- **Document section**
Is her declining health due to Alzheimer's?

A fellow caregiver asked...

My mother was diagnosed with Alzheimer's four years ago, and she has been in aged care for two months now because Dad could no longer look after her. I have noticed that she has lost a lot of weight, is walking very slowly, doesn't want to eat and refuses to take her medication. Dad's biggest concern now is that she is complaining of her teeth aching and her eyesight is deteriorating; sometimes she says she can't see. Is this common and is there anything we can do about it?

Expert Answer

Jytte Lokvig, PhD, coaches families and professional caregivers and designs life-enrichment programs and activities for patients with Alzheimer's disease and related dementia. Her workshops and seminars help caregivers and families create a healthy environment based on dignity and humor. She is the author of Alzheimer's A to Z: A Quick-Reference Guide.

It's doubtful that your mother's complaints are caused by Alzheimer's itself. However ailments can go undetected because a person with dementia has trouble conveying her aches, pains, and discomforts. Your mother needs relief to improve her life. I recommend that your mother has a thorough physical.

Since she has only been in her eldercare facility for a couple of months, it stands to reason that she feels lost and scared. Talk to the staff about creative ideas to get her involved with other residents and particularly to spark her interest in food. Some ideas are: small dishes with a few bites at a time. This helps her feel accomplished. Red dishes have shown to spark people's appetite. Provide the staff with a list of her favorite foods and drinks. The staff can help make her meals special by engaging her in dinner chat.

You don't mention what type of medication your mother is refusing to take. Talk to the staff about crushing tablets and offering them with something your mom likes, i.e. pudding, yogurt, applesauce or even ranch dressing. You may also talk to your pharmacist about alternative versions of the meds; many are available in liquid form, chewables, or patches.

- **Dataset content**
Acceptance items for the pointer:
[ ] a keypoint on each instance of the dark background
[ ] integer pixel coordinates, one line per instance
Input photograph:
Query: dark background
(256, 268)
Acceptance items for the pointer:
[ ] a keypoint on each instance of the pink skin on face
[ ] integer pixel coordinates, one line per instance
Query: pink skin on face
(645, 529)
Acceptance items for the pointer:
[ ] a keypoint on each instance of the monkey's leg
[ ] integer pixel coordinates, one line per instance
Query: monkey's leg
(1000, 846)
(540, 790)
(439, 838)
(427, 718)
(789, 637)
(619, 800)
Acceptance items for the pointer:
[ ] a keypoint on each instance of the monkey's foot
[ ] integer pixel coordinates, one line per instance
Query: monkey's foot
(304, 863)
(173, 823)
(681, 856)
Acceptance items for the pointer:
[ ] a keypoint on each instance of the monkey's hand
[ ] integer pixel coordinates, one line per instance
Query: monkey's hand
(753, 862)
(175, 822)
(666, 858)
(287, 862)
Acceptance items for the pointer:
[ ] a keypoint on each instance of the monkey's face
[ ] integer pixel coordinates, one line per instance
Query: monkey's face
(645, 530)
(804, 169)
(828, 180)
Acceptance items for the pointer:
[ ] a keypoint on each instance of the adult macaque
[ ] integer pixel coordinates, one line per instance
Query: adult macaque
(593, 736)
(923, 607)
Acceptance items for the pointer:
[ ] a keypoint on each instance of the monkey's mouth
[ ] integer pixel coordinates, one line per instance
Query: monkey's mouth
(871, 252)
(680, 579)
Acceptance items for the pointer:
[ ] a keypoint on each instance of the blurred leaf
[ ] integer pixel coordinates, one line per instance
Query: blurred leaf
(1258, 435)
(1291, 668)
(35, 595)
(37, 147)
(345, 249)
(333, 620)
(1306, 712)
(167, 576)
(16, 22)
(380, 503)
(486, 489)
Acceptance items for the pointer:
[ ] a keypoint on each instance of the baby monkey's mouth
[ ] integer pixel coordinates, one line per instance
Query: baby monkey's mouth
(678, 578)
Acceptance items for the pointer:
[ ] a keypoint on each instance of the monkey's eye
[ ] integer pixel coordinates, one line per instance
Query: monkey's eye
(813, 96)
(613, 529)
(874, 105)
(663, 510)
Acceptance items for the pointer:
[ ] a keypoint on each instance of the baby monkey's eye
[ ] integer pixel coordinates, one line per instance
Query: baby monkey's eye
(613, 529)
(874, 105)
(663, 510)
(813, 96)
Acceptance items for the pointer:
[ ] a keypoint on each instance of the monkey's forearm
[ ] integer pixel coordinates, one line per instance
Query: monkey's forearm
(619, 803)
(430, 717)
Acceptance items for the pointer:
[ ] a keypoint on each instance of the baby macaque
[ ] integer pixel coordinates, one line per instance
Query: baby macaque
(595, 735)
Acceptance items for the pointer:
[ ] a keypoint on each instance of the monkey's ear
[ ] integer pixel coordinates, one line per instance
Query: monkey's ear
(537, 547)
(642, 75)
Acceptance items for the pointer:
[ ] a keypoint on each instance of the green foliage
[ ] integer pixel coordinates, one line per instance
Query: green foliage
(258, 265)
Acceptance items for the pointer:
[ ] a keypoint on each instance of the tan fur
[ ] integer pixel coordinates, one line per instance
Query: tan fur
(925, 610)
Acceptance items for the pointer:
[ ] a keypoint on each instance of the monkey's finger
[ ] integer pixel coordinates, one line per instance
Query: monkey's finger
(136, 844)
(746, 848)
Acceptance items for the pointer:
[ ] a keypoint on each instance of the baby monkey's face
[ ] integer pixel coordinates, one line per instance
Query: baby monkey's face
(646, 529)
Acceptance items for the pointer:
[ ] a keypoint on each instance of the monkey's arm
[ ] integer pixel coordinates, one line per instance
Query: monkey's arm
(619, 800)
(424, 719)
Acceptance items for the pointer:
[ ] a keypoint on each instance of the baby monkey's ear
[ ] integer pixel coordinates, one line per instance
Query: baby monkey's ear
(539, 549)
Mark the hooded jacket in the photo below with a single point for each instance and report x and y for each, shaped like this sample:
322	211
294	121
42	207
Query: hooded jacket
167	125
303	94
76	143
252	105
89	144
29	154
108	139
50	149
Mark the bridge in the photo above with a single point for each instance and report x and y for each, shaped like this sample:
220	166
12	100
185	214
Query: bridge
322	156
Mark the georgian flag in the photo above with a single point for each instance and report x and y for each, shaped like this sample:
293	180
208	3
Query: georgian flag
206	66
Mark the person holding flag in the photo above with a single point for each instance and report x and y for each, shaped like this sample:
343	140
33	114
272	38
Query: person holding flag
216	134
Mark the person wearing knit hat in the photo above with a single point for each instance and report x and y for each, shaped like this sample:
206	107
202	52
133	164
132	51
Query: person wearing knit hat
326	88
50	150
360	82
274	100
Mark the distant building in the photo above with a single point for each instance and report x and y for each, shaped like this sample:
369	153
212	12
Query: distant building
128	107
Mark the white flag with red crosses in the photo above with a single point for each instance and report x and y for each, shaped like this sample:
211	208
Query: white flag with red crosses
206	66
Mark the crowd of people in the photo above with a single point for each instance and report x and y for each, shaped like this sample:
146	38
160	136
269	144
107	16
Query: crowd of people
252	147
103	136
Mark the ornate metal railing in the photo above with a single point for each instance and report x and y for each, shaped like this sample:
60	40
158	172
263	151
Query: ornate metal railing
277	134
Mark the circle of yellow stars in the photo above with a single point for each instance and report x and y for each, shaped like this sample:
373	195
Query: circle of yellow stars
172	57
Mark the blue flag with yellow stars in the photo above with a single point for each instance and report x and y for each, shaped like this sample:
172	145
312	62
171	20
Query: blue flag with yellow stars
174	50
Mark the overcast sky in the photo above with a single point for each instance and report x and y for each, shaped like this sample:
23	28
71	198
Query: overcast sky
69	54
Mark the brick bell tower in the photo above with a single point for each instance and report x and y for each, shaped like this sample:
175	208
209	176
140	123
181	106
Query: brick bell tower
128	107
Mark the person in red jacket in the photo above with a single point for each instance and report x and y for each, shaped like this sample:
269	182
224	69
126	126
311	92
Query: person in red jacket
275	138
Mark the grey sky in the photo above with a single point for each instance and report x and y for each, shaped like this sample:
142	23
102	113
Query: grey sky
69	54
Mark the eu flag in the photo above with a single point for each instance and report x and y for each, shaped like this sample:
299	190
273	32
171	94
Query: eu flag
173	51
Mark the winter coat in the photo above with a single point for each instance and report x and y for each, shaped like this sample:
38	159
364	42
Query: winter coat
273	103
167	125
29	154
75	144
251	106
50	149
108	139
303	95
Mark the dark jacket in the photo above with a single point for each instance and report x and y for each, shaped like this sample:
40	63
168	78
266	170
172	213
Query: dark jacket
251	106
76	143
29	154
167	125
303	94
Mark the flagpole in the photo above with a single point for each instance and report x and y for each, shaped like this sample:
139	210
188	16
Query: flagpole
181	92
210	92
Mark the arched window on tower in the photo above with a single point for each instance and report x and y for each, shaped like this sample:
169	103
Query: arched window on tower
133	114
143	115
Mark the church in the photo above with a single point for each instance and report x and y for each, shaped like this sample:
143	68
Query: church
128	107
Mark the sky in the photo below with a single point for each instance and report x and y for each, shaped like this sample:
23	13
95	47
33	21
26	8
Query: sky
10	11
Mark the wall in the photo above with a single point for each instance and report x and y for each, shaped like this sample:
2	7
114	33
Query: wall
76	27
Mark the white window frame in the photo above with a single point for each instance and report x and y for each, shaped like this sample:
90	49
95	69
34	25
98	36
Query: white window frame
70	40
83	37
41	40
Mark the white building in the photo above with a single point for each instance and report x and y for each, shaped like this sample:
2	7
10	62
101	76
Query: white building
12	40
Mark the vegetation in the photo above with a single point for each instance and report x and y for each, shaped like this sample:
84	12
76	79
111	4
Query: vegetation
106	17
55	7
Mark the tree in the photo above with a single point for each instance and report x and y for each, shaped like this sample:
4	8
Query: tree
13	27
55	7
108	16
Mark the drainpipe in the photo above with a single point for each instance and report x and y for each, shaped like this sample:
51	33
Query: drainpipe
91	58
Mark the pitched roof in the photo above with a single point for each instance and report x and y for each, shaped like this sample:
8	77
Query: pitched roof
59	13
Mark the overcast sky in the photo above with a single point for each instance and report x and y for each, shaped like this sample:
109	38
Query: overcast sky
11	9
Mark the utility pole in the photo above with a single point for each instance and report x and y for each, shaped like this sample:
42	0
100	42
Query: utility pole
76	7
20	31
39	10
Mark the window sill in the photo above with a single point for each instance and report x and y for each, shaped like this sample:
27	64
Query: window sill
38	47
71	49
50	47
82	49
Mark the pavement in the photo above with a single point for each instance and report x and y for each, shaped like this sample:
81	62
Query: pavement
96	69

- **List of tasks**
**A.** List the foods that the Alzheimer's Q&A suggests offering crushed tablets with.
**B.** Copy the Alzheimer's Q&A word for word from "Jytte Lokvig, PhD, coaches" to "A Quick-Reference Guide.".

- **Outputs for the tasks**
**A.**
- pudding
- yogurt
- applesauce
- ranch dressing

**B.**
Jytte Lokvig, PhD, coaches families and professional caregivers and designs life-enrichment programs and activities for patients with Alzheimer's disease and related dementia. Her workshops and seminars help caregivers and families create a healthy environment based on dignity and humor. She is the author of Alzheimer's A to Z: A Quick-Reference Guide.